Terima Kasih Telah Menilangku (Law and Social Story)

Terima Kasih Telah Menilangku
(Law and Social Story)

foto: www.ciricara.com

Pagi itu sekitaran jam 9, dengan hanya cuci muka saya memacu bebek besi yang selalu setia menemani meninggalkan fakultas tempat saya meraih gelar sarjana setahun yang lalu. Malam itu saya sengaja menginap ditempat teman demi untuk belajar instal ulang hati (eeeiiitttsss.....curcol lagi) laptop maksudnya dan ilmu maintenance lainnya. 
Saya keluar melalui jalan simpang labor, tempat masuk angkot labor karena tujuan saya daerah jati (Kota Padang vroh, Sumbar), tempat saya tinggal sementara, karena kebiasaan (bukan untuk dicontoh, so don't try this at home...), dengan alasan lebih dekat, saya berbelok dibundaran depan kampus UNP yang saya sudah tahu memang terlarang untuk memutar (tapi kebetulan saat itu entah karena ulah orang yang usil atau apa ternyata rambu tanda dilarang beloknya lepas dan yang pasti hanya tinggal tiang tapi saya tidak begitu memperhatikan, hanya sekilas dan samar  dan sialnya saya baru pastikan esok harinya kalau ternyata itu benar) takdir memang kejam, huhuhu.....

Soal singkat 1 >>
Menurut kutipan teks, penulis berbelok di bundaran depan kampus apa?

Butir dari koleksi pelabelan
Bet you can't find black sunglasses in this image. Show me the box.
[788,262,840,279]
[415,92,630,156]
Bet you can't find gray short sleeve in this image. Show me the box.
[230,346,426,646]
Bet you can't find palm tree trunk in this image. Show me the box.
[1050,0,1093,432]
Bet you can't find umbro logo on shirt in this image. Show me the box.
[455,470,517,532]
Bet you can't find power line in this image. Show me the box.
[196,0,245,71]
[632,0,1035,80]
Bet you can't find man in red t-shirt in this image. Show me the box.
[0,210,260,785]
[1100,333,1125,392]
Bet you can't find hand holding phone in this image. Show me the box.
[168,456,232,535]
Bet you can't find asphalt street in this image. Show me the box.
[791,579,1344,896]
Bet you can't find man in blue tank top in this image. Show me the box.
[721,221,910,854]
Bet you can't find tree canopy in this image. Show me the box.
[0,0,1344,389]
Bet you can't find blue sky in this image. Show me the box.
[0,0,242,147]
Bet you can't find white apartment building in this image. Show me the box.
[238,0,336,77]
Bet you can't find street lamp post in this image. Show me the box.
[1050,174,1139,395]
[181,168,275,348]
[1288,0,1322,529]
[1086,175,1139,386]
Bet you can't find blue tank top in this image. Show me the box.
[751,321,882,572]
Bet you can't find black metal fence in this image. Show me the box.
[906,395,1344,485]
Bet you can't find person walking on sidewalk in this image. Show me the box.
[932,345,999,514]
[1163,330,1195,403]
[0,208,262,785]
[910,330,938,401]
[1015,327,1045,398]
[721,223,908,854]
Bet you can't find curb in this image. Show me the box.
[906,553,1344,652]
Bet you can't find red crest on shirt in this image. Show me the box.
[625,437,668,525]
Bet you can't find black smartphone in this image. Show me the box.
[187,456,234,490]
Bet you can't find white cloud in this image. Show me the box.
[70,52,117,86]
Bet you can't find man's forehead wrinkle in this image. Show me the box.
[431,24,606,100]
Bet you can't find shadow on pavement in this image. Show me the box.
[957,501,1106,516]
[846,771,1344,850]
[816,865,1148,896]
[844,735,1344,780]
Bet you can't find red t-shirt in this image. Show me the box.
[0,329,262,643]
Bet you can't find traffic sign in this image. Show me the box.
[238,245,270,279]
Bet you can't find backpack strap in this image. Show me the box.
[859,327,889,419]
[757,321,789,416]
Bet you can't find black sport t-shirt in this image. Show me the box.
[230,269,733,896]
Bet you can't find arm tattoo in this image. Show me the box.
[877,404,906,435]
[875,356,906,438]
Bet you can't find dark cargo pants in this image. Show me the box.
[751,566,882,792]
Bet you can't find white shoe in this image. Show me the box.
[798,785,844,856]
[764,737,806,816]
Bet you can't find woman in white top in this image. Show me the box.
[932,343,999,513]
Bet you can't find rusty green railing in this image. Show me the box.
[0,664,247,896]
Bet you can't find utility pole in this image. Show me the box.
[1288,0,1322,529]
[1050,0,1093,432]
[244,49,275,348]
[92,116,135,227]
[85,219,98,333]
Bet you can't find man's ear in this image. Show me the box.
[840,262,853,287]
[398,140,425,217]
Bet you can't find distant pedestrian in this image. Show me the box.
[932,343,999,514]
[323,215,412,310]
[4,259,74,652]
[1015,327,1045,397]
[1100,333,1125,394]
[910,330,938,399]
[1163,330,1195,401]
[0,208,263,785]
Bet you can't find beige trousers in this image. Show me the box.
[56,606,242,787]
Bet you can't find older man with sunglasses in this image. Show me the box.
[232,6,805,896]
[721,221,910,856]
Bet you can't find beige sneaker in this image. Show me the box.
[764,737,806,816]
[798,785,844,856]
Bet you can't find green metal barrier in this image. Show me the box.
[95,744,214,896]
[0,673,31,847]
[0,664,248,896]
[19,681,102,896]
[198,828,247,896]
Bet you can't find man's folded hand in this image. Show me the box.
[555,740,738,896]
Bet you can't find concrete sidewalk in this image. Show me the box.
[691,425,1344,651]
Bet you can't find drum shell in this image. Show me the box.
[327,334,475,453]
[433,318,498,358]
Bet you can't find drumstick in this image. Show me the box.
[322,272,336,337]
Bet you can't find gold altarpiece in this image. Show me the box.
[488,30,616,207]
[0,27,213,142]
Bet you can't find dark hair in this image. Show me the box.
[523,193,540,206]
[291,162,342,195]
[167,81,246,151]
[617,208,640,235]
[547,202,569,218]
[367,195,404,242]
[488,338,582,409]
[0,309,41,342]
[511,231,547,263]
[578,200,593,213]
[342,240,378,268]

Soal singkat 2 >>
Cetak ulang tanpa perubahan baris-baris dalam daftar di atas, mulai dari baris yang memuat "Bet you can't find gold" sampai baris terakhir daftar.

Jawaban benar 1 >>
Di bundaran depan kampus UNP.

Jawaban benar 2 >>
Bet you can't find gold altarpiece in this image. Show me the box.
[488,30,616,207]
[0,27,213,142]
Bet you can't find dark hair in this image. Show me the box.
[523,193,540,206]
[291,162,342,195]
[167,81,246,151]
[617,208,640,235]
[547,202,569,218]
[367,195,404,242]
[488,338,582,409]
[0,309,41,342]
[511,231,547,263]
[578,200,593,213]
[342,240,378,268]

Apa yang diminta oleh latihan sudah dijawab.